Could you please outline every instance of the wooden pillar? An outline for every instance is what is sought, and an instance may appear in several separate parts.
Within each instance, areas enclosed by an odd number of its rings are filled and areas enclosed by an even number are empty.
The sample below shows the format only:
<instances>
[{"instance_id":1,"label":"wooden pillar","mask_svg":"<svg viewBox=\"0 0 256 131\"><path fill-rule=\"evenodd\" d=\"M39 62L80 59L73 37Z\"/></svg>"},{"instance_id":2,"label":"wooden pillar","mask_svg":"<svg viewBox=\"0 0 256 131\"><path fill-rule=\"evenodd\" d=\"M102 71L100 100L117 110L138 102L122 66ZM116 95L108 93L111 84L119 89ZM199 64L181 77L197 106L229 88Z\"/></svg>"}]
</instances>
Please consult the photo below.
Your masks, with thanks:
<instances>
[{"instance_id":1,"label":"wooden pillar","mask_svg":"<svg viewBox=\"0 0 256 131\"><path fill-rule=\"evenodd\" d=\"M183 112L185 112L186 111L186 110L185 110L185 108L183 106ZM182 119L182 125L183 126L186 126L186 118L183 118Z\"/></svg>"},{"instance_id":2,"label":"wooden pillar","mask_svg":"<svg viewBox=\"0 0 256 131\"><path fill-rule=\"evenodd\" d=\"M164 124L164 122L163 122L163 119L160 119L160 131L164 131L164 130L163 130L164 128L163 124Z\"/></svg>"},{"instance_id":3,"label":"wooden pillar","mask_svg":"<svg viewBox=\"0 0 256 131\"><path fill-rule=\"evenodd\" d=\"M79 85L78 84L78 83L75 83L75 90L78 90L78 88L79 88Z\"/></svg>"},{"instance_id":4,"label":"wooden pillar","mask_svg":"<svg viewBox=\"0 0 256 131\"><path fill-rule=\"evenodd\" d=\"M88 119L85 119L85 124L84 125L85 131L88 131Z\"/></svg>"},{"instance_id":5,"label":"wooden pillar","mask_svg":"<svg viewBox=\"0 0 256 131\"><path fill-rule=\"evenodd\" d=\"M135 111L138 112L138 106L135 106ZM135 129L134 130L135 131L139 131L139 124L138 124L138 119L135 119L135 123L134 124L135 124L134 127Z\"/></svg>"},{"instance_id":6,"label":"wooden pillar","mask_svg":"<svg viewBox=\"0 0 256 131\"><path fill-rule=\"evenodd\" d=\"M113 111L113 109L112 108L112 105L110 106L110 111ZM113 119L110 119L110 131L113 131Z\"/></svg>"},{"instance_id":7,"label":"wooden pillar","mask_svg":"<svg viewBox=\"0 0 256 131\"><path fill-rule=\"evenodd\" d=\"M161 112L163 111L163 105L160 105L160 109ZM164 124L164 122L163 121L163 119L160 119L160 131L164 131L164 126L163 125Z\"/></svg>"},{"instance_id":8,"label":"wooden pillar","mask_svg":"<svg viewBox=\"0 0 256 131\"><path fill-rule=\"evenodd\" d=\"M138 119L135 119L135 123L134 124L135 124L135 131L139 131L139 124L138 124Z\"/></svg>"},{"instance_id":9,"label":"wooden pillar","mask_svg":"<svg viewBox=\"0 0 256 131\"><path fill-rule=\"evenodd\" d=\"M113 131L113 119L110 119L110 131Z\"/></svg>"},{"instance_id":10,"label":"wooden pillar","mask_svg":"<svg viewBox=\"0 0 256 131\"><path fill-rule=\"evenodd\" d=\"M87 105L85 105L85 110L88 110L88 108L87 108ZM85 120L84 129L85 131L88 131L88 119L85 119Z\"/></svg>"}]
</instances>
= = = = =
__What you are asked to do__
Transcribe all lines as written.

__The reply__
Could you please outline every instance of the wooden pillar? An outline for every instance is what is sought, and an instance may appear in several separate parts.
Within each instance, areas enclosed by an odd number of its rings are filled and areas enclosed by an even number are empty.
The sample below shows the format only:
<instances>
[{"instance_id":1,"label":"wooden pillar","mask_svg":"<svg viewBox=\"0 0 256 131\"><path fill-rule=\"evenodd\" d=\"M39 62L80 59L73 37Z\"/></svg>"},{"instance_id":2,"label":"wooden pillar","mask_svg":"<svg viewBox=\"0 0 256 131\"><path fill-rule=\"evenodd\" d=\"M102 71L100 100L117 110L138 102L122 66ZM116 95L108 93L111 84L119 89ZM199 64L181 77L197 106L229 88Z\"/></svg>"}]
</instances>
Please consult the photo below.
Your masks, with thanks:
<instances>
[{"instance_id":1,"label":"wooden pillar","mask_svg":"<svg viewBox=\"0 0 256 131\"><path fill-rule=\"evenodd\" d=\"M183 112L185 112L186 111L186 110L185 110L185 108L183 106ZM182 119L182 125L183 126L186 126L186 118L183 118Z\"/></svg>"},{"instance_id":2,"label":"wooden pillar","mask_svg":"<svg viewBox=\"0 0 256 131\"><path fill-rule=\"evenodd\" d=\"M164 124L164 122L163 122L163 119L160 119L160 131L164 131L164 130L163 130L164 128L163 124Z\"/></svg>"},{"instance_id":3,"label":"wooden pillar","mask_svg":"<svg viewBox=\"0 0 256 131\"><path fill-rule=\"evenodd\" d=\"M79 85L78 84L78 83L75 83L75 90L78 90L78 88L79 88Z\"/></svg>"},{"instance_id":4,"label":"wooden pillar","mask_svg":"<svg viewBox=\"0 0 256 131\"><path fill-rule=\"evenodd\" d=\"M88 119L85 119L85 124L84 125L85 131L88 131Z\"/></svg>"},{"instance_id":5,"label":"wooden pillar","mask_svg":"<svg viewBox=\"0 0 256 131\"><path fill-rule=\"evenodd\" d=\"M135 111L138 112L138 106L135 106ZM135 129L134 130L135 131L139 131L139 124L138 124L138 119L135 119L135 123L134 124L135 124L134 127Z\"/></svg>"},{"instance_id":6,"label":"wooden pillar","mask_svg":"<svg viewBox=\"0 0 256 131\"><path fill-rule=\"evenodd\" d=\"M113 111L113 109L112 108L112 105L110 106L110 111ZM113 119L110 119L110 131L113 131Z\"/></svg>"},{"instance_id":7,"label":"wooden pillar","mask_svg":"<svg viewBox=\"0 0 256 131\"><path fill-rule=\"evenodd\" d=\"M161 112L163 111L163 105L160 105L160 109ZM164 124L164 122L163 121L163 119L160 119L160 131L164 131L164 126L163 125Z\"/></svg>"},{"instance_id":8,"label":"wooden pillar","mask_svg":"<svg viewBox=\"0 0 256 131\"><path fill-rule=\"evenodd\" d=\"M138 119L135 119L135 123L134 124L135 124L135 131L139 131L139 124L138 124Z\"/></svg>"},{"instance_id":9,"label":"wooden pillar","mask_svg":"<svg viewBox=\"0 0 256 131\"><path fill-rule=\"evenodd\" d=\"M113 131L113 119L110 119L110 131Z\"/></svg>"},{"instance_id":10,"label":"wooden pillar","mask_svg":"<svg viewBox=\"0 0 256 131\"><path fill-rule=\"evenodd\" d=\"M87 105L85 105L85 110L88 110L88 108L87 108ZM85 120L84 129L85 131L88 131L88 119L85 119Z\"/></svg>"}]
</instances>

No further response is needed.